*** ENTRIES PROVIDED

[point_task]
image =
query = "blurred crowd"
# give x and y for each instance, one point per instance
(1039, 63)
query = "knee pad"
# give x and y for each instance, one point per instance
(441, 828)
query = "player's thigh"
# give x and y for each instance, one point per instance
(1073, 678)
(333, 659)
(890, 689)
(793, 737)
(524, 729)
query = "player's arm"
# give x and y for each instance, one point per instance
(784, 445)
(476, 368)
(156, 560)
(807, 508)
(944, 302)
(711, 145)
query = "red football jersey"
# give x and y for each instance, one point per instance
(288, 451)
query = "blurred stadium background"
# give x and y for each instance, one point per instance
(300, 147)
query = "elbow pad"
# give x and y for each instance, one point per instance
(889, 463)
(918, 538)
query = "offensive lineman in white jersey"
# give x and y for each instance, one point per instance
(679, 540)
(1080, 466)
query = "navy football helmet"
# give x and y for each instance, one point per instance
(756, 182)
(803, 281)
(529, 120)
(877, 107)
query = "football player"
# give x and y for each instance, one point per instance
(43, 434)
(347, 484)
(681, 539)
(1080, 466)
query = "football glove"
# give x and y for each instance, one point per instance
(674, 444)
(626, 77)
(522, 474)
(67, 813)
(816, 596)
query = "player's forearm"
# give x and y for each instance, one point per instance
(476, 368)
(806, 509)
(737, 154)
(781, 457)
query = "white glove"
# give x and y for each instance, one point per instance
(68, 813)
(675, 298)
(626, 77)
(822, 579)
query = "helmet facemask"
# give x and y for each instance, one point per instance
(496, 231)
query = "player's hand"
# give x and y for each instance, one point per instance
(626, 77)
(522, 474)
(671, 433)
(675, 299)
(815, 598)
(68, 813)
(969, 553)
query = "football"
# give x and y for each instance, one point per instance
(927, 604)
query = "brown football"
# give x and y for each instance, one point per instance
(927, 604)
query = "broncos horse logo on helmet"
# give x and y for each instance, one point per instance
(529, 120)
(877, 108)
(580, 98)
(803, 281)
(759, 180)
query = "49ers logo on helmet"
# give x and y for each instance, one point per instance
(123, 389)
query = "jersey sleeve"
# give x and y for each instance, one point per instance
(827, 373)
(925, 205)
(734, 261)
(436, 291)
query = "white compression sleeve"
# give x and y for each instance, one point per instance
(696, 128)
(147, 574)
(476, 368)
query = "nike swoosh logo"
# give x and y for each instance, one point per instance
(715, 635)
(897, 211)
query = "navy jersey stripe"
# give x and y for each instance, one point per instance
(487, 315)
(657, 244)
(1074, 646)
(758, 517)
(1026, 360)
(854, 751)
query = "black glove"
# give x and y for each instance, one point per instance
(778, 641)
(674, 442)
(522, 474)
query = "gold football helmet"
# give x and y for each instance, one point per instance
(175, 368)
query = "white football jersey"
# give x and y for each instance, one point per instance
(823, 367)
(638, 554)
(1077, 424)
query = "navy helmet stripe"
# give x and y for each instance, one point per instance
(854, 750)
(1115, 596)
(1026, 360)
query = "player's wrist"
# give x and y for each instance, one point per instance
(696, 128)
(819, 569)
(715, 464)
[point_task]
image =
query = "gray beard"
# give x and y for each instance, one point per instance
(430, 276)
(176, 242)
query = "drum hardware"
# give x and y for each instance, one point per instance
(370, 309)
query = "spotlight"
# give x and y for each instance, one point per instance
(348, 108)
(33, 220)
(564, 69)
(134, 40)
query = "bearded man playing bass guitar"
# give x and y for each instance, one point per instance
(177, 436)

******

__SHORT PROBLEM__. Reproduce all the data word for word.

__SOLUTION TO THIS EXERCISE__.
[point_task]
image =
query = "blurred crowd"
# give x and y for each instance, one point per instance
(1039, 63)
query = "knee pad"
# give x and y for each instance, one point per instance
(441, 828)
query = "player's thigh"
# give x and y for each instance, one point per instance
(1073, 678)
(333, 659)
(890, 689)
(793, 737)
(524, 729)
query = "player's arm"
# give x and y for each instance, one point per instance
(784, 445)
(476, 368)
(156, 560)
(807, 508)
(944, 302)
(711, 145)
query = "red football jersey"
# give x and y for each instance, one point per instance
(288, 451)
query = "blurred stadium background"
# give x and y for each instance, one point per instance
(300, 147)
query = "elbow pad"
# give x and y for each instance, one point per instance
(889, 463)
(918, 538)
query = "offensive lineman in white jersey"
# give x and y for each instance, one point per instance
(679, 540)
(1080, 466)
query = "navy football helmet"
# give x and y for each instance, one point per instance
(756, 182)
(803, 281)
(529, 120)
(877, 107)
query = "football player"
# give x and y for each instance, one point per instance
(43, 434)
(347, 484)
(681, 539)
(1080, 466)
query = "football glove"
# give x and y for each instance, one point per instance
(674, 444)
(626, 77)
(522, 474)
(67, 813)
(816, 596)
query = "player's forearm"
# give x and y for each instance, one point per instance
(476, 368)
(806, 509)
(737, 154)
(781, 457)
query = "white glove"
# give x and y for each instance, one point per instance
(68, 813)
(675, 298)
(626, 77)
(822, 579)
query = "helmet facemask"
# give x and y for each instance, one point per instance
(496, 231)
query = "player's hand"
# give x and y for each instance, one point per instance
(626, 77)
(522, 474)
(671, 433)
(675, 299)
(815, 598)
(68, 813)
(969, 553)
query = "football"
# give x and y for each instance, one point per instance
(927, 604)
query = "brown football"
# give x and y for each instance, one point per instance
(927, 604)
query = "broncos horse logo on helmet"
# give x and y for each instance, one point per instance
(529, 120)
(877, 108)
(580, 98)
(803, 281)
(759, 180)
query = "49ers logo on helmet"
# give x and y for each instance, one point per instance
(123, 389)
query = "jersey sleeve"
# give x and y for each instance, one point per instance
(827, 373)
(925, 205)
(734, 261)
(436, 291)
query = "white compression sleeve"
# give x and y for each instance, one point per instance
(696, 128)
(147, 574)
(476, 368)
query = "nike swoosh logo"
# give x and y for each instance, one point per instance
(715, 635)
(897, 211)
query = "navy jersey stripe"
# give x and y for each instance, one point per instance
(487, 315)
(657, 244)
(1074, 646)
(758, 517)
(1026, 360)
(854, 751)
query = "black glove"
# give x and y for each instance, one point per instance
(778, 641)
(674, 442)
(522, 474)
query = "gold football helmet"
# give x and y for each instance, one point per instance
(175, 368)
query = "white football jersey"
# give x and y for each instance, one point per instance
(823, 367)
(638, 554)
(1077, 424)
query = "navy helmet stripe"
# give x and y for each instance, one point per instance
(854, 750)
(1115, 596)
(1026, 360)
query = "player's wrist"
# give x and y for each instance, one point per instance
(696, 128)
(819, 569)
(715, 464)
[point_task]
image =
query = "gray beard"
# give x and y for each instance, one point per instance
(430, 276)
(176, 242)
query = "drum hardware"
# give x and y for each instance, one point per instance
(370, 309)
query = "spotlight"
# give x and y for each instance, one point per instance
(348, 108)
(33, 220)
(564, 69)
(134, 40)
query = "bearded man playing bass guitar"
# give x and y for each instance, one point per instance
(177, 436)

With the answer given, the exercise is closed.